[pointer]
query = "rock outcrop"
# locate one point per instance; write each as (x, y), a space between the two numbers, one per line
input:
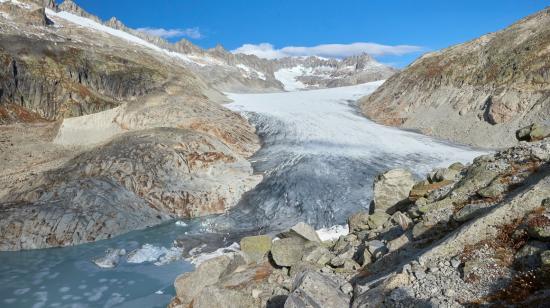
(151, 141)
(478, 92)
(450, 246)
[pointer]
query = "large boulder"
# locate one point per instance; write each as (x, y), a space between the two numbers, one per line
(255, 247)
(358, 222)
(391, 189)
(304, 231)
(533, 132)
(312, 289)
(189, 285)
(215, 296)
(289, 251)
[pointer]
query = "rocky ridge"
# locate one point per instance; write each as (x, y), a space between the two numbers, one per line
(466, 236)
(478, 92)
(247, 73)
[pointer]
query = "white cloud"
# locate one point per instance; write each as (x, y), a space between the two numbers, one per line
(193, 33)
(266, 50)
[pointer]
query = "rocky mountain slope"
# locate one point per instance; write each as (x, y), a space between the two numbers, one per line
(226, 71)
(475, 235)
(478, 92)
(104, 132)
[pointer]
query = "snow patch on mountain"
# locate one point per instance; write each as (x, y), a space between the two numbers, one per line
(250, 72)
(91, 24)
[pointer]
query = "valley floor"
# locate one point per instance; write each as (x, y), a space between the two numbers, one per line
(319, 158)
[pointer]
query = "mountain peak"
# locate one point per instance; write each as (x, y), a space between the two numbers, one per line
(71, 7)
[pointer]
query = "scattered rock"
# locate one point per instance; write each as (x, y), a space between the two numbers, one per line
(189, 285)
(312, 289)
(401, 220)
(378, 219)
(215, 296)
(359, 221)
(391, 189)
(421, 189)
(444, 174)
(529, 256)
(376, 248)
(399, 242)
(494, 190)
(533, 132)
(320, 255)
(304, 231)
(470, 211)
(288, 251)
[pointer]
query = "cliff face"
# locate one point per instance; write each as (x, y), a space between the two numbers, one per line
(138, 137)
(478, 92)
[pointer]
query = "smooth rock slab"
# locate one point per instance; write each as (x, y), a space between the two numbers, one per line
(312, 289)
(289, 251)
(392, 188)
(304, 231)
(256, 247)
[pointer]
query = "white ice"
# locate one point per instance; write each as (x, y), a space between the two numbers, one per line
(328, 119)
(91, 24)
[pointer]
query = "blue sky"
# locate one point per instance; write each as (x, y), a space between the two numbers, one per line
(420, 25)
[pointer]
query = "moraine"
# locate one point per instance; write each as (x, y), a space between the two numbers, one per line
(318, 159)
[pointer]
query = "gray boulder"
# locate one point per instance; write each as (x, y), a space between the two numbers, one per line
(255, 247)
(289, 251)
(529, 256)
(312, 289)
(302, 230)
(215, 296)
(359, 221)
(533, 132)
(189, 285)
(391, 189)
(378, 219)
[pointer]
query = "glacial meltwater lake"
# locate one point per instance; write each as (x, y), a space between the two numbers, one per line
(319, 157)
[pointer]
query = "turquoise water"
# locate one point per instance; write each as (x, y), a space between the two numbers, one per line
(66, 277)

+ + + + + + +

TASK STATEMENT: Print all entries exactly, without images.

OUTPUT FOR THIS TASK:
[pointer]
query = "rock outcrop"
# locate one point per instance; write each as (x, y), a space between the two numbers, one per line
input:
(151, 141)
(478, 92)
(450, 246)
[pointer]
query = "large boulder"
# locate one point per instance; write each as (x, y), a space between the two numbers, one per line
(255, 247)
(358, 222)
(391, 189)
(304, 231)
(533, 132)
(312, 289)
(189, 285)
(215, 296)
(289, 251)
[pointer]
query = "rocky ridge"
# locate one point per instance; write each as (x, y), a space between the two numbers, one per line
(466, 236)
(478, 92)
(247, 73)
[pointer]
query = "white cloud"
# locate one point per instance; write each as (x, y), a space between the two numbers, one per line
(193, 33)
(266, 50)
[pointer]
query = "rocky mountain slope"
# locate one point per instance; write each as (x, y), a space between the two numbers, one per line
(226, 71)
(475, 235)
(478, 92)
(104, 132)
[pointer]
query = "snow patch on mountain"
# locate one point per instance; write each as (x, y), a space between the two numbers, one per line
(250, 72)
(91, 24)
[pointer]
query = "valley floor"
# locate one point per instance; write each as (x, y), a space between the two numbers, one per line
(319, 158)
[pointer]
query = "mountain peak"
# locate one point per instance; write each as (x, y), a space between the two numbers, one per line
(71, 7)
[pointer]
query = "scattered rock"
# locate one point per instance; write each as (x, y), a space between the two numbers, one per line
(189, 285)
(312, 289)
(401, 220)
(378, 219)
(215, 296)
(359, 221)
(391, 189)
(421, 189)
(444, 174)
(529, 256)
(376, 248)
(399, 242)
(494, 190)
(533, 132)
(320, 255)
(304, 231)
(470, 211)
(288, 251)
[pointer]
query = "cliff face"
# locate one point per instance; write each as (x, y), a space between the two numbers, one per line
(138, 137)
(478, 92)
[pointer]
query = "smooth rock slab"
# locate one point per instance; write each as (x, y), a space between the two numbers, one per line
(312, 289)
(289, 251)
(392, 188)
(304, 231)
(256, 247)
[pointer]
query = "white ice"
# locate one point per instance; write each as (x, y), a space between the two numbers, one per line
(328, 119)
(91, 24)
[pointer]
query = "blue sky"
# locate one point per instance; write each as (x, y), a space between the two numbers, one per line
(420, 25)
[pointer]
query = "moraine"
# locate one point per instance; write each as (x, y), a space between the two numbers, one per line
(318, 159)
[pointer]
query = "gray boulder"
# locate one point per instance; write each as (x, y), a space between the two numbers, one per line
(255, 247)
(289, 251)
(529, 256)
(312, 289)
(302, 230)
(215, 296)
(359, 221)
(533, 132)
(189, 285)
(391, 189)
(378, 219)
[pointer]
query = "glacial meltwater lake"
# locate one point per instance; write each as (x, y), a space between the two numbers, one per line
(319, 157)
[pointer]
query = "turquoise water"
# locate one point per instance; write each as (x, y), a space between the two numbers, one per line
(66, 277)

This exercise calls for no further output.